[EXCERPTED TEXT]
-=-=-
Make Electronic Security Training standards the same for all categories.
 

Currently any Electronic Security employee who carries multiple registration categories must attend different training classes for each category.  The fact is that most training classes are registered to satisfy multiple category requirements.  This has led to individuals sitting in the same class multiple times simply to satisfy the written requirements. 

            The Electronic Security industry is changing dramatically every day and any company or any individual who hopes to stay in business or keep his or her job must continually learn new technologies.  The marketplace takes care of keeping individuals and businesses trained.  DCJS cannot regulate to such a degree as to guarantee competence in registrants.  The training standards are defined as minimum training standards, but they should at least allow for useful training.  The current regulatory environment and the current administration by DCJS effectively prevents businesses from conducting useful training.  To reduce the requirement to a single 4 hour class for every registrant each year or registration renewal period, regardless of the number of categories carried, would be sufficient to maintain a knowledge of the regulations and compliance and assure the public that the registrants had a basic knowledge of the requirements to operate in the industry.

CommentID: 24253
 

10/2/12  4:40 pm
Commenter: A. H. Mosrie - Training Director - Associated Security Training Center, Inc

Proposed additional hours of training
 

While, generally, I would applaud increased training hours, range time and additional rounds fired at the range, I think we must remind ourselves that our country is in a severe economic situation with an unemployment rate above 8%.  As a result, many people are struggling to find jobs and many unemployed persons are turning to the security industry.

When the Commonwealth of Virginia, DCJS, mandates additional classroom & range time plus increased rounds to be fired, it increases the cost to the training schools which have to pass on the added expense to the students; many of whom are unemployed and struggle to pay for the current mandated training and registration fees, etc.

I would recommend that this hard fact of economic life be considered before putting these new requirements into effect.  While I am almost always in favor of increased training, there comes a point of diminishing returns and in our effort to improve the security industry we must not lose sight of the human side of the equation.

Thank you.

 

CommentID: 24254
 

10/6/12  10:00 am
Commenter: Lynn Comer

Trainers needing to be Compliance officers
 

Adds another burden to a trainer unnecessarily, increasing continuing education and fees without any benefits.  Being a certified trainer in Virginia has nothing to do with subject matter proficiency.  It is an excessively long and expensive process that again forces industry into supporting a third party business.
-=-=-
[EXERCISE INSTRUCTIONS] Reproduce the stretch of the comments on security training from "10/6/12  10:00 am" through "third party business." word for word. The data below is separate material, unrelated to the comments on security training.

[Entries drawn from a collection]
-=-=-
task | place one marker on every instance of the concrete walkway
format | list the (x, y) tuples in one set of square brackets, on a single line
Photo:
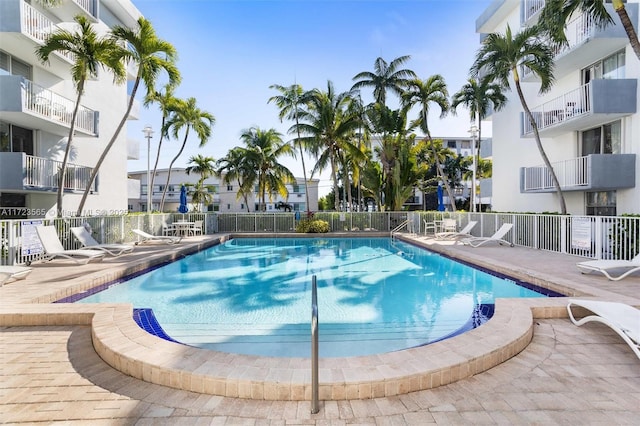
[(567, 374)]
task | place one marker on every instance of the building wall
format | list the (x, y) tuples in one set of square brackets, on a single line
[(511, 151), (101, 95)]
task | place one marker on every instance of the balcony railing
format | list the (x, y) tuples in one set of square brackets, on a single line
[(42, 173), (38, 26), (570, 173), (531, 8), (55, 107), (566, 107)]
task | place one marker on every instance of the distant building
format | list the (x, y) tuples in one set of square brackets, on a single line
[(36, 103), (224, 196)]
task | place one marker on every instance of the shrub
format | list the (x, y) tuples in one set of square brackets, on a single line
-=-=-
[EXERCISE SOLUTION]
10/6/12  10:00 am
Commenter: Lynn Comer

Trainers needing to be Compliance officers
 

Adds another burden to a trainer unnecessarily, increasing continuing education and fees without any benefits.  Being a certified trainer in Virginia has nothing to do with subject matter proficiency.  It is an excessively long and expensive process that again forces industry into supporting a third party business.